WHAT THE EXERCISE ASKS: Please output the part of the Lu-Hf decay text that begins at the words "The application of the \(Lu\)-\(Hf\)" and stops after "but tricky problems.", copying it unchanged.

TEXT SECTION:
────

Lu-Hf Decay

High-Temperature Geochemistry

# import relevant modules

import numpy as np
from math import log10, floor

# create our own functions

# function to round a value to a certain number of significant figures
def round_to_n_sf(value, no_of_significant_figures):
    value_rounded = round(value, no_of_significant_figures-1-int(floor(log10(abs(value)))))
    if value_rounded == int(value_rounded): 
        value_rounded = int(value_rounded)
    return value_rounded
            

Lu-Hf Decay System

\[{^{176}Lu \longrightarrow {^{176}Hf} + \beta^-} \qquad t_{\frac{1}{2}} = 36\,Gyr\]

The application of the \(Lu\)-\(Hf\) isotope system was long hindered by analytical problems that were overcome by the introduction of a new mass spectrometric technique (termed MC-ICP-MS) in ~\(1995\). As a result, the number of published \(Hf\) isotope studies has greatly increased since then.

An important remaining problem for the application of the \(Hf\) isotope system for chronological studies is the uncertainty about the half-life of \({^{176}Lu}\). There is a discrepancy of about \(4\%\) between recent results obtained from meteorites, terrestrial minerals, and direct counting experiments. This problem is the focus of ongoing investigations by a number of research groups. It also demonstrates that isotope geochemistry is research field, which still needs to resolve a number of basic but tricky problems.

────

EXCERPTED DATA:
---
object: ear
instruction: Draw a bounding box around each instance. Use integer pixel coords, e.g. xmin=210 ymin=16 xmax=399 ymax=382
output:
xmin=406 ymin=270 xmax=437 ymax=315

────

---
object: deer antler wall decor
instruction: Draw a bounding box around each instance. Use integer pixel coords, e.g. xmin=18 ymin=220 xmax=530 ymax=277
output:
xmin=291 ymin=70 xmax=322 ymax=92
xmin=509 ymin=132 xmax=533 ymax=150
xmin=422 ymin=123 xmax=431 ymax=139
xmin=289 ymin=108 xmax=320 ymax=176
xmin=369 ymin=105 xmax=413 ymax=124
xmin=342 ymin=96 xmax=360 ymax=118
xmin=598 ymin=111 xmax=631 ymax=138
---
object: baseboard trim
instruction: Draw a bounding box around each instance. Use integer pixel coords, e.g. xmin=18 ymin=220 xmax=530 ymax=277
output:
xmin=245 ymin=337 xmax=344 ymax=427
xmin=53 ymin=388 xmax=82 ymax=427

────

RESULT FOR THIS TASK:
The application of the \(Lu\)-\(Hf\) isotope system was long hindered by analytical problems that were overcome by the introduction of a new mass spectrometric technique (termed MC-ICP-MS) in ~\(1995\). As a result, the number of published \(Hf\) isotope studies has greatly increased since then.

An important remaining problem for the application of the \(Hf\) isotope system for chronological studies is the uncertainty about the half-life of \({^{176}Lu}\). There is a discrepancy of about \(4\%\) between recent results obtained from meteorites, terrestrial minerals, and direct counting experiments. This problem is the focus of ongoing investigations by a number of research groups. It also demonstrates that isotope geochemistry is research field, which still needs to resolve a number of basic but tricky problems.